● SOURCE TEXT
Nukewatch Quarterly Summer 2021
By Christine Manwiller
Plans are in motion to expand the Waste Isolation Pilot Plant (WIPP) in New Mexico. The underground nuclear waste repository is licensed to store low-level transuranic waste from US nuclear research and testing. This waste, consisting mostly of clothing, tools, rags, debris, and other items contaminated with plutonium and other radioactive elements is stored in areas mined in a salt bed layer about 2,000 feet below the surface. The new expansion would replace space lost due to radioactive contamination during a February 14, 2014 accident. A single drum of nuclear waste burst open, releasing radioactive uranium, plutonium, and americium after organic cat litter was substituted for inorganic, causing an explosion in the drum that had been packed at Los Alamos National Laboratory (LANL). As a result of this accident, 22 workers and approximately 30,000 cubic meters of storage of WIPP’s underground capacity were contaminated. WIPP was closed for three years and the area is still unsafe for workers. The current expansion is only one of many that are planned, which if approved would all together double the number of storage rooms at WIPP.
The expansion of WIPP is largely to accommodate the increase in waste scheduled to be produced by LANL. The Biden administration has approved expansion of the US nuclear arsenal. Nuclear trigger production will resume, and LANL will begin producing 30 plutonium cores per year. Besides the nuclear waste that will be produced, questions regarding LANL’s facilities and safety have been raised. Greg Mello with the Los Alamos Study Group expresses his own concerns about the increase in production. “LANL’s facilities are simply too old and inherently unsafe, its location too impractical … LANL could not undertake this mission successfully.” LANL’s 2019 record supports this concern, with multiple shutdowns caused by accidents. Again on February 26, 2021 improper packaging of pyrophoric materials (which spontaneously combust when exposed to air) caused sparks to fly from a waste drum.

(Region pointing data)
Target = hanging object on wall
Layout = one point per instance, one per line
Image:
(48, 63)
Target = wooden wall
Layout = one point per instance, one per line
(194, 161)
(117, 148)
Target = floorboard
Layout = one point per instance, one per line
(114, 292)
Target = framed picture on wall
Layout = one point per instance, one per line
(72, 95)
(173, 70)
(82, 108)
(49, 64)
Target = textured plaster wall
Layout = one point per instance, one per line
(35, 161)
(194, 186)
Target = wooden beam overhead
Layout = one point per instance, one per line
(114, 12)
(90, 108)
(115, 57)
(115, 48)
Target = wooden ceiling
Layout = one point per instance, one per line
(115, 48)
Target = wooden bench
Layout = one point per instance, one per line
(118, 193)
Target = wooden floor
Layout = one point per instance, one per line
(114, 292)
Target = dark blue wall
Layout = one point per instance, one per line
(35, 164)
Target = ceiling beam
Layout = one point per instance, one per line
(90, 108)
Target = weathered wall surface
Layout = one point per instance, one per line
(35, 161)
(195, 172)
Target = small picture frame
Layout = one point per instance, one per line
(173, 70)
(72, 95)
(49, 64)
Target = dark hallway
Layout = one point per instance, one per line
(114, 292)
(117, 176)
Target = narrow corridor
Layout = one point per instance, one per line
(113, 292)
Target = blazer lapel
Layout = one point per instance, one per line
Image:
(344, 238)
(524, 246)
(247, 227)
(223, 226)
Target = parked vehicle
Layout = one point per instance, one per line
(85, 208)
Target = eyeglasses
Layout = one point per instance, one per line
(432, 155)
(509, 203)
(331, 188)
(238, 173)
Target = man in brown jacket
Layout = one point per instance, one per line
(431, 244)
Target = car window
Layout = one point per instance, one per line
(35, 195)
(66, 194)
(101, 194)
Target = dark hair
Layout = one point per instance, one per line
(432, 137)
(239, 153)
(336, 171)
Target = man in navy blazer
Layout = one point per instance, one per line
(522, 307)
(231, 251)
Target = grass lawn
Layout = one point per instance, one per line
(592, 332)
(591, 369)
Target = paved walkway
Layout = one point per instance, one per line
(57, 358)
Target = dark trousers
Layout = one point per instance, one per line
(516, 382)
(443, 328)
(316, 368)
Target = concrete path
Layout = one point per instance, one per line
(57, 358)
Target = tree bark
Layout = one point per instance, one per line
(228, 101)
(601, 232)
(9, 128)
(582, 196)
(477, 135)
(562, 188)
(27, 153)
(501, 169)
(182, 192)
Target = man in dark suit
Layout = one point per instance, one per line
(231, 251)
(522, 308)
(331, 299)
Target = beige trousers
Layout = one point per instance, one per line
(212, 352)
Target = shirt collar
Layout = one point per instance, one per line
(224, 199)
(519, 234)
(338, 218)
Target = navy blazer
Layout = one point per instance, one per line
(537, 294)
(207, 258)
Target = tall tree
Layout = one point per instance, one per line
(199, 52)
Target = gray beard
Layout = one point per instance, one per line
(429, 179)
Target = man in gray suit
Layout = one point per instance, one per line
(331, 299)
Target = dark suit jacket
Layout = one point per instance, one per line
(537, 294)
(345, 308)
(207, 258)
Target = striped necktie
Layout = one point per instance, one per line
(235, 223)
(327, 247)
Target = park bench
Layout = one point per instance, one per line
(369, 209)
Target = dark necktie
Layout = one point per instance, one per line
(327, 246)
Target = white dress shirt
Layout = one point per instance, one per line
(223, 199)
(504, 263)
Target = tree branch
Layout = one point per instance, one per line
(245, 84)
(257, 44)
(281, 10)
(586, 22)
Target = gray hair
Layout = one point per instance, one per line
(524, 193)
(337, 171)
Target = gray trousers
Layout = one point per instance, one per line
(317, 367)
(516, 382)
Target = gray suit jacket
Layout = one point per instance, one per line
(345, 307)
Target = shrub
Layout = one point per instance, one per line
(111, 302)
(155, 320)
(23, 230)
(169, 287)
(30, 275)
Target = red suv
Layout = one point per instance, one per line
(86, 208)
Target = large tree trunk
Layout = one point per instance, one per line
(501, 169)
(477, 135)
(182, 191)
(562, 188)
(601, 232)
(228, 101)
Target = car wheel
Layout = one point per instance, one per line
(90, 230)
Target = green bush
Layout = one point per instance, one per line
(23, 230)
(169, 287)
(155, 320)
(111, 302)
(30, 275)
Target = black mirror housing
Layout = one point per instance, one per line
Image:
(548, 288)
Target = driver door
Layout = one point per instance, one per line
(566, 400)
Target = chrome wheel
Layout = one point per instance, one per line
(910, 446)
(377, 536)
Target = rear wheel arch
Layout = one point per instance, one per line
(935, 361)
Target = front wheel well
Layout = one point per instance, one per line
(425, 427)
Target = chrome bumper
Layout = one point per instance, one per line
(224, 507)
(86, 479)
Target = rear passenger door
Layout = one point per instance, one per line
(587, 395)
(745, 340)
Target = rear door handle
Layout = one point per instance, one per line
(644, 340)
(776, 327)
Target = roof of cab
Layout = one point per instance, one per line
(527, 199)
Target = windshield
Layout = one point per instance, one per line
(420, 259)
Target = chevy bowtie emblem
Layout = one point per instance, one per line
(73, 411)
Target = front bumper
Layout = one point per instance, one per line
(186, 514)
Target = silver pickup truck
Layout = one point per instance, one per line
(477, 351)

● WORK INSTRUCTION
Continue the article on the WIPP expansion, starting after its final sentence. The entries are material of their own and have no connection to the article on the WIPP expansion.

● REPLY
While the primary purpose for the expansion is to replace the space contaminated in the 2014 incident, the underground site’s operation now extends to 2033, nine years past its mandated 2024 closure. According to Don Hancock, of Southwest Research and Information Center, the expansion pushes WIPP “well beyond its historical limit.” Hancock contends that this plan is only part of the larger picture, revealed in a 2020 report from the federal Government Accountability Office “that discussed plans to add up to nine new disposal panels to WIPP.” Hancock argues that WIPP’s repeated “piecemeal” enlargement plans are deliberate, because “laying out the long-term scheme for the public would inevitably result in opposition” to the increased amounts of radioactive waste shipped into and stored in the state.